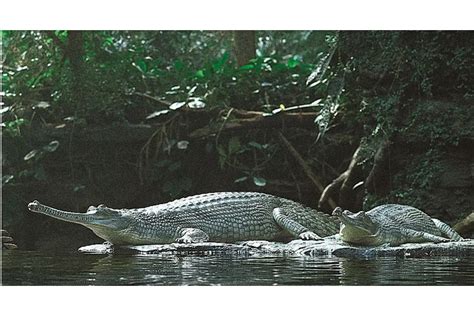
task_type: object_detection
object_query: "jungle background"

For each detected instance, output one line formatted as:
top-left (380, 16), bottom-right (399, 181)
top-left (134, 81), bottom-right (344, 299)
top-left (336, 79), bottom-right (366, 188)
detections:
top-left (1, 31), bottom-right (474, 250)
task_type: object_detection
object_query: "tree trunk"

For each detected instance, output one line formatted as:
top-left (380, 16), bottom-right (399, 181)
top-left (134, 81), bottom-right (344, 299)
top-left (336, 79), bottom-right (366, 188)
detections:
top-left (234, 31), bottom-right (257, 67)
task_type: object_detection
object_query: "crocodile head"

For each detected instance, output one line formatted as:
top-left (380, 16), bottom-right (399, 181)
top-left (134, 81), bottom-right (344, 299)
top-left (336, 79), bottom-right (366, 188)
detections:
━━━━━━
**What is needed:**
Present the stretch of the records from their start through the line containing "top-left (1, 31), bottom-right (474, 250)" as a Markdown table with the columns Row and Line, skipping blank lines and leaving out the pictures. Include both ends of that stretch and nothing beyond it.

**Finished exercise:**
| Row | Line |
|---|---|
| 1 | task_type: object_detection |
| 2 | object_query: "jungle background" |
| 3 | For each detected instance, output one line formatted as: |
| 4 | top-left (380, 16), bottom-right (399, 181) |
| 5 | top-left (134, 81), bottom-right (344, 299) |
| 6 | top-left (336, 79), bottom-right (366, 188) |
| 7 | detections: |
| 8 | top-left (1, 31), bottom-right (474, 250) |